Keimyung Medical Journal, Vol.3(2) : 175~186, 1984
The response to thermal stress was studied by many investigators for sex differences relevant to the subcutaneous fat thickness, vascular reaction and hormonal levels. There have been many studies reported on women's response to heat condition, on the contrary relatively few study-was reported on response to cold condition. Recently, interests on women's response to cold condition has increased.
This study was investigated to evaluate the differences of cardiovascular responses to hand cooling between the male and the female. Thirty four men and thirty one women whose mean age was 21.6, were exposed to 10° C water by the immersion of the left hand for 5 minutes. Before cooling hand, the hand was immersed into water of 32° C as thermᄋneutral zone to neglect the effect of hand immersion without cold. The measurements were made to blood pressure, heart rate, Galvanic skin resistance(GSR), amplitude of photoelectric pulse(AP), sublingual and skin temperature, and skinfold thickness. The results obtained are as follows:
In resting state, blood pressure was lower in female than in male, particularly systolic pressure was significant. During the hand cooling, the increase of blood pressure in female was less than in male and the recovery was faster. Changes of the heart rate were not significant in both female and male. GSR was slightly decreased in both male and female at the first minute of the immersion, but decreased more in female at the third minutes.

-- Point-per-instance localization records --
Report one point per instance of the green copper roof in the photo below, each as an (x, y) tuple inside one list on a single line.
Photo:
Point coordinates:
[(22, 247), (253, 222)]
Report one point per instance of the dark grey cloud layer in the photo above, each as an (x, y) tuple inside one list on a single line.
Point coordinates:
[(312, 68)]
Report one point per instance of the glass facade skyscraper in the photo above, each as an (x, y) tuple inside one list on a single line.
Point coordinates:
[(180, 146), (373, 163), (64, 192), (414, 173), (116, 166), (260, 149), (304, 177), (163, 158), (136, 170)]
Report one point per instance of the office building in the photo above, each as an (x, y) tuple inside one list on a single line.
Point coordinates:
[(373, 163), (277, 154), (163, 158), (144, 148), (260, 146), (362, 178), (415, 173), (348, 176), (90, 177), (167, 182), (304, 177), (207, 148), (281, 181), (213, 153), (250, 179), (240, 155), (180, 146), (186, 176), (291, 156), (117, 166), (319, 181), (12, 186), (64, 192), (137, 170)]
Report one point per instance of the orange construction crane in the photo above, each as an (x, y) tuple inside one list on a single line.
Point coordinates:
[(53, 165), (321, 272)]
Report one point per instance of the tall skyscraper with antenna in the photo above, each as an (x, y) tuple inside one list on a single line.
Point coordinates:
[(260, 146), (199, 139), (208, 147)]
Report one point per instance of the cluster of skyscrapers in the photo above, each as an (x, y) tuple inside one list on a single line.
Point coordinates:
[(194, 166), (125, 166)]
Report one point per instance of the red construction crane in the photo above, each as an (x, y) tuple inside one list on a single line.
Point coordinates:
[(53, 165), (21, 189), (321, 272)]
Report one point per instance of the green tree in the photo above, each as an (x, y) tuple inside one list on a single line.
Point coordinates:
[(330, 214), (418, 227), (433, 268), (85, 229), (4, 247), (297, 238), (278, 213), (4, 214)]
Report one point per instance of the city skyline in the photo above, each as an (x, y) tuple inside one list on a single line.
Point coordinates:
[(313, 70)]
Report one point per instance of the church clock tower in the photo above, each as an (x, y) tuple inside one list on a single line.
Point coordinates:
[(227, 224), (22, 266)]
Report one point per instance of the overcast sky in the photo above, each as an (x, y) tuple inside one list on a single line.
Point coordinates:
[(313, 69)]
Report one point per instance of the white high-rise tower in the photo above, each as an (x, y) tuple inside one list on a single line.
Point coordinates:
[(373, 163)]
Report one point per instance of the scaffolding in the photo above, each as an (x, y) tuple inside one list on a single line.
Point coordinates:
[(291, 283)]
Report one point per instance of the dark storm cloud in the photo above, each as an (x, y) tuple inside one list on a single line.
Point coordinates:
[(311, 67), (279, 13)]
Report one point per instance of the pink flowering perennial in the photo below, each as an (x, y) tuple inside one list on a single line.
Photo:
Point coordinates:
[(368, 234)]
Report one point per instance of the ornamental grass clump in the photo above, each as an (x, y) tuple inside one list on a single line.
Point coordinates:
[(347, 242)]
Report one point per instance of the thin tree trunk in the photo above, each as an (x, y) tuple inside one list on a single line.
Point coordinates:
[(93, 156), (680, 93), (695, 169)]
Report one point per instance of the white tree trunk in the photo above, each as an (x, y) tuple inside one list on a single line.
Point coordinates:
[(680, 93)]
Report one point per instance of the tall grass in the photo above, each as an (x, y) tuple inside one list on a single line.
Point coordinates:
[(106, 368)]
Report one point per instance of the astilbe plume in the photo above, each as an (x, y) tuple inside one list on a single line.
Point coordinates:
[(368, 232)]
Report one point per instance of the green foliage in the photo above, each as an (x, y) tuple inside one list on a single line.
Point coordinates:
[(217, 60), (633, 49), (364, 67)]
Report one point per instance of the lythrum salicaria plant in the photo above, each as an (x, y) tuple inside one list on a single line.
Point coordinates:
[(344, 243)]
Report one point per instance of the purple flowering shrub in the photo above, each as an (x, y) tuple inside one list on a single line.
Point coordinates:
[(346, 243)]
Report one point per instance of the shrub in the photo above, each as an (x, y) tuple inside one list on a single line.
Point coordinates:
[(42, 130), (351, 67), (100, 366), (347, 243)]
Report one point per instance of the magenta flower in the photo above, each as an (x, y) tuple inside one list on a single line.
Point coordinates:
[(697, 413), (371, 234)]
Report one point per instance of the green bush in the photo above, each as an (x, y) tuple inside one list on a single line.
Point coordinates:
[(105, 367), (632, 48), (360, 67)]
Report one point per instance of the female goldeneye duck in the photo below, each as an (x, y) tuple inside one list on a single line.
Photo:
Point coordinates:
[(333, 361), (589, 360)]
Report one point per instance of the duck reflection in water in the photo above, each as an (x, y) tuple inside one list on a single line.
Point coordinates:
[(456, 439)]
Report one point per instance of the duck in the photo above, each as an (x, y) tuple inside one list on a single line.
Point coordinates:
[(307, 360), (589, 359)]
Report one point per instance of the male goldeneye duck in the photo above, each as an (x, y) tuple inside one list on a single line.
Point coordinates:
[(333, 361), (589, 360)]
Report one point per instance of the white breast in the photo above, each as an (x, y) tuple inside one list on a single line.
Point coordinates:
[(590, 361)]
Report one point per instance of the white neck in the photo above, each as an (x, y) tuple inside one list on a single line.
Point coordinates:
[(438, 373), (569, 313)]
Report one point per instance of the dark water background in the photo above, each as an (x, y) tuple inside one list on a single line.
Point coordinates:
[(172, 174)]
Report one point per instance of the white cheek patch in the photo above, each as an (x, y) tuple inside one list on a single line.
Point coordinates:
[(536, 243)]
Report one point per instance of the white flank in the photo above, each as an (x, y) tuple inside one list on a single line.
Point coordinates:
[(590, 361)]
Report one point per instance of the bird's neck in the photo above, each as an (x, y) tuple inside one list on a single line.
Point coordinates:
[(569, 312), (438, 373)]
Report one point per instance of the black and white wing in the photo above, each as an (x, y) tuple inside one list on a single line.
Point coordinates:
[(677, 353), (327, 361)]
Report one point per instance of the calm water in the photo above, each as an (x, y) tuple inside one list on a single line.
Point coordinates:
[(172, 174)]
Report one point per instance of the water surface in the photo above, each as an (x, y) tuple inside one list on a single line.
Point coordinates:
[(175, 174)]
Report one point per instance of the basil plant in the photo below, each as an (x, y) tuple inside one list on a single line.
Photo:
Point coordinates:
==
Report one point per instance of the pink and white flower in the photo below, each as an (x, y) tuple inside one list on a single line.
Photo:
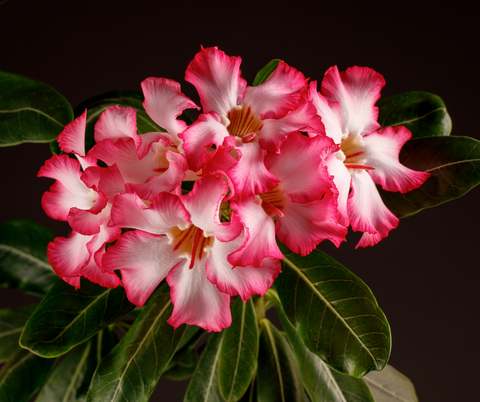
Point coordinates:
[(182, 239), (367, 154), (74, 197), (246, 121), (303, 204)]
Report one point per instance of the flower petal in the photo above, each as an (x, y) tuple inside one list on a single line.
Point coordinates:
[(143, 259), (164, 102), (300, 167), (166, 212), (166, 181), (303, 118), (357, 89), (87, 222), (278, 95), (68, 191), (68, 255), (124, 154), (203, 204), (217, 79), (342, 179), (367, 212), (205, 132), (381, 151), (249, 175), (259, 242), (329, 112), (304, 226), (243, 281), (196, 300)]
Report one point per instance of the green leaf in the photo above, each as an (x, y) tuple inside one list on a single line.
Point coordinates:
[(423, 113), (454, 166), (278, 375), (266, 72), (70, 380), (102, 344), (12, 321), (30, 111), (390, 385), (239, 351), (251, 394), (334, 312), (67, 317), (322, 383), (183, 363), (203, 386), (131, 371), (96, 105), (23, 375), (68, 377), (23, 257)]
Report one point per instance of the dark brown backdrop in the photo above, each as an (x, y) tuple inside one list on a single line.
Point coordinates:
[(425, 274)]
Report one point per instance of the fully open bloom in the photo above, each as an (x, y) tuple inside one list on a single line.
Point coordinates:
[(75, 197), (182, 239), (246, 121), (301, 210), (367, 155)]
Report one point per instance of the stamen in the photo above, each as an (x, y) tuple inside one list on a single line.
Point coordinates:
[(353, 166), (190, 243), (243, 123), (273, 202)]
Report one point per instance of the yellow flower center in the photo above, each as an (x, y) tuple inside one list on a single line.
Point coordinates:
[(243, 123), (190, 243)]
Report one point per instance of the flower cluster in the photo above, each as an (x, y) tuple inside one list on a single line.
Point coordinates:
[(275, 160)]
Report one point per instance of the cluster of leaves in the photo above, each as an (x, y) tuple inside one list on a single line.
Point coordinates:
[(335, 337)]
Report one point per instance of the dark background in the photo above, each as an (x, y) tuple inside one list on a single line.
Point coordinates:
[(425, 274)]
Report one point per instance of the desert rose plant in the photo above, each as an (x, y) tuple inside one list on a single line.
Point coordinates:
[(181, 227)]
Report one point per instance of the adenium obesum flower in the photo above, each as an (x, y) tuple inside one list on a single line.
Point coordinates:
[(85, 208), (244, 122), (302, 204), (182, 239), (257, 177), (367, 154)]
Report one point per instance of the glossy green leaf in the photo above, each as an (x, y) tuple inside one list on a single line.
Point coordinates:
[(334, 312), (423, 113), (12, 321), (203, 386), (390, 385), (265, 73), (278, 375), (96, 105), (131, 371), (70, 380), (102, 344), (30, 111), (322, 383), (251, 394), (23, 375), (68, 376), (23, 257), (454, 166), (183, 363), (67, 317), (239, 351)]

-- WORK INSTRUCTIONS --
**A.** Answer these questions using the abstract on hand cooling, one answer per line:
(i) How many men and how many women took part?
(ii) At what water temperature, and for how long, was the left hand immersed?
(iii) How did heart rate change during hand cooling?
**B.** Summarize the abstract on hand cooling in two sentences.
**C.** Extend the abstract on hand cooling, starting right after its last sentence.
The records come from a different source than the abstract on hand cooling.

-- EXPECTED RESULTS --
**A.**
(i) Thirty four men and thirty one women.
(ii) At 10° C, for 5 minutes.
(iii) The changes were not significant in either females or males.

**B.** The study compared the cardiovascular responses of men and women, with a mean age of 21.6, to immersing the left hand in 10° C water for 5 minutes, and it measured blood pressure, heart rate, GSR, pulse amplitude, temperature and skinfold thickness. Females had lower resting blood pressure than males, and during cooling their blood pressure rose less and recovered faster, while heart rate changes were not significant in either sex.

**C.**
AP was decreased in both sex during the hand immersion and there was significant correlation between the mean decrement of AP and maximum decrement of skin temperature in ipsilateral finger. This indicates that the skin temperature of immersed hand in both male and female is depend upon the amount of blood flow. The recovery of AP was faster in female during the third to fifth minutes of the recovery period, and the skin temperature of forearm and finger of the immersed side was rather higher in female than in male.
Mean skinfold thickness of female was significantly thicker than male, but in forearm the difference of skinfold thickness was little. Mean skinfold thickness and maximum decrement of skin temperature of the immersed hand were not related to each other during the immersion.
In summary, the difference of responses between male and female to hand cooling is seemed due to the difference of vascular reaction since the female has less peripheral vascular changes and a tendency of their faster recovery. The difference of the mean skinfold thickness between both sex did not influence on the response to the local hand cooling.